課題文

_ _ _ _

AIの過信に潜む大きな盲点が見落とされている - HPEアンケート調査結果

綿密なAI 計画があっても、断片的なAI 戦略や、エンドツーエンドのライフサイクルが考慮されていない取り組みを行う限り、成功が遠のく

HPE

概 要

  • 企業おけるAIライフサイクルのエンドツーエンドにわたる、コンピュートやネットワーキングの需要に対する理解が不充分であり、様々なAIワークロードにおけるトレーニング、チューニング、推論の需要を完全に理解していると回答したITリーダーは半数以下

  • AIの成功にはデータ管理が最も重要と認識されているにも関わらず、リアルタイムにデータ プッシュ/プルを実行できる企業はわずか7%、データガバナンスモデルを設定し、高度なアナリティクスを実行できる企業はわずか26%

  • 多くの企業がサイロ化したアプローチを採用しており、統合された単一の戦略を策定している企業はわずか57%

  • 法務・コンプライアンス部門が極めて重要な役割を担っているにもかかわらず、これらの部門をビジネスのAI戦略の議論にまったく関与させていないITリーダーが22%

HPEは、14の国と地域の2400名以上のITリーダーにアンケート調査を実施した結果、約半数の44%のITリーダーが、所属する企業はAIのメリットを享受する体制が整っていると回答しました。一方で本調査結果から、目標値と達成するためのプロセスの不整合が生じているなど、戦略に重大なギャップがあることが明らかになり、取り組みの断片化による実運用上の問題が悪化する可能性があることが判明しました。

_ _ _ _

抽出した情報
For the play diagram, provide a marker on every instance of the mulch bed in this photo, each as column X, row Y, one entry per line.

_ _ _ _

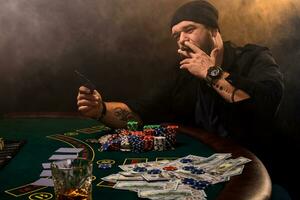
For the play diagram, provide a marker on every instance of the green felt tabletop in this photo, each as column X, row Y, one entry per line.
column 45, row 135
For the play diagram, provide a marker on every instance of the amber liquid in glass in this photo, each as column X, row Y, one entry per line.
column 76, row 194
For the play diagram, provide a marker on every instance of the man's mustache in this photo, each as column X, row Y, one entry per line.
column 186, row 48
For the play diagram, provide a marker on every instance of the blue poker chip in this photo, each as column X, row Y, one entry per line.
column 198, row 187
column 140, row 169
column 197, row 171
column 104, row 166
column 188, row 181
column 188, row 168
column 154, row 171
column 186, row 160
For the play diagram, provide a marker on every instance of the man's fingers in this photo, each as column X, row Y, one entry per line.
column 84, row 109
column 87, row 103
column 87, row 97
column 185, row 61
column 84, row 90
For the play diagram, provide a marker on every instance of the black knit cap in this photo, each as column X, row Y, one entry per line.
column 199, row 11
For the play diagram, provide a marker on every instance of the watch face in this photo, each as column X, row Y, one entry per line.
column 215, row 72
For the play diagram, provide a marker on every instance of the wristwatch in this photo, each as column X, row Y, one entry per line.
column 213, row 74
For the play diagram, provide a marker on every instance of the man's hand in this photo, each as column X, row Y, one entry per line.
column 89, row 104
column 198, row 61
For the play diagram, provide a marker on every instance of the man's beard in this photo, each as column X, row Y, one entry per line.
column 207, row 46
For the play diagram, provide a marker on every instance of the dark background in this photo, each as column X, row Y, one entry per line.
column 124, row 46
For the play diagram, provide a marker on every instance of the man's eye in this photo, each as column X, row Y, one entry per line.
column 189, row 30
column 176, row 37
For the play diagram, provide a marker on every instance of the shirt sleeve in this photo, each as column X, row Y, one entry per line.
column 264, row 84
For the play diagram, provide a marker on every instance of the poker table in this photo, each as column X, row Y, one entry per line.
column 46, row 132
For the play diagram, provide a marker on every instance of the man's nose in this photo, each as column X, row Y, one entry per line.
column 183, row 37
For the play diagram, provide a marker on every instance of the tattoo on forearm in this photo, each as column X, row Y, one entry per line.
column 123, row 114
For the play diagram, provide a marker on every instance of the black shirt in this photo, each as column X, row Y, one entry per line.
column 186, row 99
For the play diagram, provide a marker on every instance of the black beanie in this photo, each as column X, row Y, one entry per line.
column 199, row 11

_ _ _ _

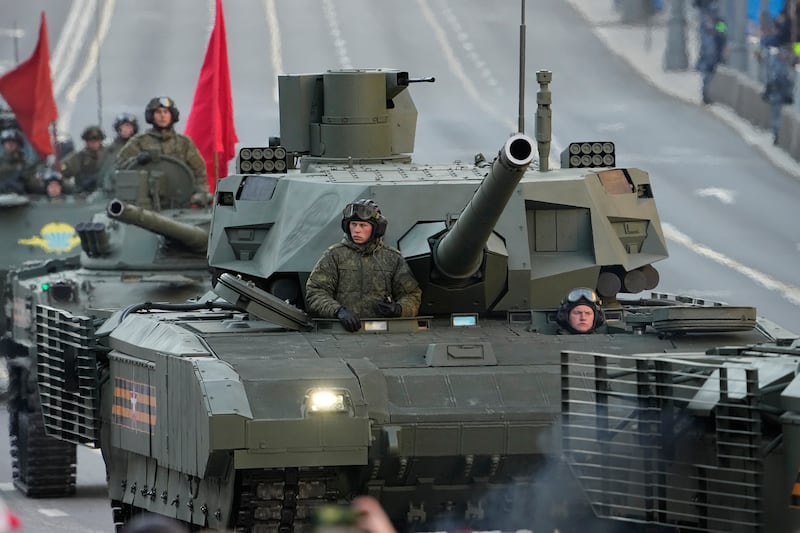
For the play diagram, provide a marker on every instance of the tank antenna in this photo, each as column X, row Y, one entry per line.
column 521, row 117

_ _ _ _

課題の指示
• a. 課題文によると、データガバナンスモデルを設定し、高度なアナリティクスを実行できる企業はどれだけか。
• b. 課題文の「HPEは、14の国と地域の2」から「性があることが判明しました。」までの部分を、「ITリーダー」を「IT責任者」に置き換えて書き直してください。
• c. 課題文の「HPEは、14の国と地域」で始まる段落を、主な事実を残して短くまとめよ。

解答
• a. わずか26%。

• b.
HPEは、14の国と地域の2400名以上のIT責任者にアンケート調査を実施した結果、約半数の44%のIT責任者が、所属する企業はAIのメリットを享受する体制が整っていると回答しました。一方で本調査結果から、目標値と達成するためのプロセスの不整合が生じているなど、戦略に重大なギャップがあることが明らかになり、取り組みの断片化による実運用上の問題が悪化する可能性があることが判明しました。

• c. HPEが14の国と地域の2400名以上のITリーダーに調査した結果、44%が自社はAIのメリットを享受する体制が整っていると回答した。一方で、目標値と達成プロセスの不整合など戦略に重大なギャップがあり、取り組みの断片化によって実運用上の問題が悪化する可能性があることも判明した。